*** Begin section ***

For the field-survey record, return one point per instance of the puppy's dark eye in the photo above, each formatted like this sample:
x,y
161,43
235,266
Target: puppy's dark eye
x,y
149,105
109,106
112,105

*** End section ***

Task details — The records above should be restated word for word, please.

Response box —
For the field-survey record, return one point per instance of the puppy's dark eye in the photo above, each formatted like this sample:
x,y
161,43
235,266
Target: puppy's dark eye
x,y
149,105
109,106
112,105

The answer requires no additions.